▶ [Source records]:
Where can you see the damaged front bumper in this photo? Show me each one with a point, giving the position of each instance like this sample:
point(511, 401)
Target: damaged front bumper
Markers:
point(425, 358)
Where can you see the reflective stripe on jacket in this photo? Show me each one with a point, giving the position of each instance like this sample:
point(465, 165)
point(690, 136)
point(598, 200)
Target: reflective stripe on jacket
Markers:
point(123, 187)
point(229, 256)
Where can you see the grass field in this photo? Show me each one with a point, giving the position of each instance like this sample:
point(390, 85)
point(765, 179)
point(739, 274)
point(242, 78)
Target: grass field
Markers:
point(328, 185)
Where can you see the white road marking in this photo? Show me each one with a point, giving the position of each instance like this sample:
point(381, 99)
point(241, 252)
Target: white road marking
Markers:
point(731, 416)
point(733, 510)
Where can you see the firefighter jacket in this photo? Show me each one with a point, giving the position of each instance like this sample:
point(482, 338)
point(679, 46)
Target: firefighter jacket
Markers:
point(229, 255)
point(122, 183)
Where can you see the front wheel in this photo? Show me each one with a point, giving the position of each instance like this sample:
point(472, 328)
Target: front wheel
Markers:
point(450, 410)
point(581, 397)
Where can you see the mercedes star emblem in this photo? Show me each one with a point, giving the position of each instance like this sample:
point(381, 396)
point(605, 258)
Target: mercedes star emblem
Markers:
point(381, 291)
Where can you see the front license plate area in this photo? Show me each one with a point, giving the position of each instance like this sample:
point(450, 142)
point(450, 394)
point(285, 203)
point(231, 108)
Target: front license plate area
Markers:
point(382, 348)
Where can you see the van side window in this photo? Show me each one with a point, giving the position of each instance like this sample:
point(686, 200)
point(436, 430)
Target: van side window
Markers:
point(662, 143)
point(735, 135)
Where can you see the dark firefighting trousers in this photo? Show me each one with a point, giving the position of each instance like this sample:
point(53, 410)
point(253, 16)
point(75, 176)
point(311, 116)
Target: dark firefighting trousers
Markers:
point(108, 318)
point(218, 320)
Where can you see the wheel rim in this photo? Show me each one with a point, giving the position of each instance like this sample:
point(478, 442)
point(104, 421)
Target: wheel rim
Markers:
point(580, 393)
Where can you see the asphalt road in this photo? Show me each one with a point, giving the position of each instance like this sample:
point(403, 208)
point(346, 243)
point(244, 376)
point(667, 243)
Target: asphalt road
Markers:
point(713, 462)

▶ [What the task asks]: Please reproduce every one of the records above word for word.

▶ [Answer to this task]:
Where can you see the damaged front bumper in this photo? Show me each one with a point, giving the position of each instance like this sample:
point(511, 401)
Target: damaged front bumper
Markers:
point(425, 358)
Where can you see the reflective stripe on jacket in this photo? Show me each one with a point, giving the position of each instance like this sample:
point(465, 165)
point(690, 136)
point(598, 200)
Target: reflective stripe on jacket
Markers:
point(123, 187)
point(229, 256)
Where can you see the grass field in this photo? Show me each one with a point, giving the position of each instance like this sample:
point(390, 85)
point(765, 179)
point(739, 274)
point(242, 78)
Target: grass field
Markers:
point(328, 185)
Where can you see the white road marking in this photo? Show me each one with a point, giving the position of each instance like this sample:
point(381, 99)
point(241, 252)
Target: white road marking
Markers:
point(731, 416)
point(733, 510)
Where can you see the firefighter jacket in this photo? Show me each one with a point, giving the position of each instance like this sample:
point(482, 338)
point(679, 46)
Target: firefighter jacket
Markers:
point(229, 255)
point(122, 183)
Where can you see the front wheel in this photo? Show me each one with a point, giving the position of each instance like this sample:
point(472, 328)
Target: front wheel
Markers:
point(450, 410)
point(581, 397)
Where can you see the mercedes star emblem in this photo? Show me each one with a point, giving the position of each instance like this sample:
point(381, 396)
point(605, 258)
Target: mercedes star emblem
Markers:
point(381, 291)
Where can you see the front license plate area in this photo? Show me each one with a point, giving the position of each instance like this sample:
point(450, 142)
point(450, 394)
point(285, 203)
point(231, 108)
Target: front license plate area
Markers:
point(382, 348)
Where can you see the van side window in this photo? Show me each one with a point, giving the position of each instance like this sample:
point(686, 200)
point(436, 430)
Target: van side window
Markers:
point(662, 143)
point(735, 135)
Where can you see the dark firefighting trousers in this photo? Show me each one with a point, giving the position of each instance like this sample:
point(53, 410)
point(253, 16)
point(75, 176)
point(311, 116)
Target: dark firefighting trousers
Markers:
point(108, 318)
point(218, 320)
Where can you see the wheel rim in this photo? Show me each one with a point, giving the position of each instance like this sample:
point(478, 442)
point(104, 421)
Target: wheel rim
Markers:
point(580, 393)
Where can you see the asphalt road in this photo? Show me each one with a point, giving the position of each instance like this sample:
point(403, 208)
point(346, 243)
point(244, 376)
point(667, 243)
Target: asphalt road
Markers:
point(713, 462)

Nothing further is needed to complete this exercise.